» **GIVEN TEXT**:

A judgment will never be reversed simply because an inaccurate instruction has been given, where the court can see that it has resulted in no injury-to the party complaining. Wiggins Ferry Co. v. Higgins, 72 Ill. 518.

Mr. Justice Scholfield

delivered the opinion of the Court:

No question of the sufficiency of the declaration was so raised in the trial court, and preserved in the bill of exceptions, as to bring it properly, before this court for consideration ; and the question of variance between the allegations in the declaration and the evidence, which is discussed in appellant’s printed arguments, is not before us, because appellants waived it by not raising it in the circuit court, where it might have been obviated by an amendment to the declaration. (St. Clair County Benevolent Society v. Fietsam, 97 Ill. 474; Wight Fire Proofing Co. v. Poczekai, 130 id. 139; Chicago, Rock Island and Pacific Ry. Co. v. Clough, 134 id. 594.) The only questions, therefore, which are discussed in the printed arguments before us, (and these arguments are the same that were presented to the Appellate Court,) which we can consider, are those arising upon the giving of instructions.

(Collection entries)
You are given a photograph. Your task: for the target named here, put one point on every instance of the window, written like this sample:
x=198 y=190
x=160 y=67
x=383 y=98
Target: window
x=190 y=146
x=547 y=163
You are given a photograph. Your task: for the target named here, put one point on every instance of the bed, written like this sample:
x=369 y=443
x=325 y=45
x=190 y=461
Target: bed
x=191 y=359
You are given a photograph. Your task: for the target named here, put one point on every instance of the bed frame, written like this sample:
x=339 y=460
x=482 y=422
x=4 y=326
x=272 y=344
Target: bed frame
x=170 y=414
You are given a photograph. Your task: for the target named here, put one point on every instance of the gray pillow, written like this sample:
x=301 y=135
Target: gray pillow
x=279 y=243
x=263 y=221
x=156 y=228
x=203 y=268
==
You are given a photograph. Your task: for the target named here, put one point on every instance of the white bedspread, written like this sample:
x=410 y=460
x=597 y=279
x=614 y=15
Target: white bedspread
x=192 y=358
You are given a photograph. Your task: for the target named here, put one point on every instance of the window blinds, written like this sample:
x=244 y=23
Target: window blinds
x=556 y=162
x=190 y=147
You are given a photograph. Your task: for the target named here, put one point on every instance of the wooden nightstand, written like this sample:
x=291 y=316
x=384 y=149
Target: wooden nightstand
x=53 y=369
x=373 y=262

» **WHAT IS BEING ASKED**:
Repeat everything in the court opinion from "A judgment will" down to "72 Ill. 518.". You can complete the work without these entries.

» **WRITTEN ANSWER**:
A judgment will never be reversed simply because an inaccurate instruction has been given, where the court can see that it has resulted in no injury-to the party complaining. Wiggins Ferry Co. v. Higgins, 72 Ill. 518.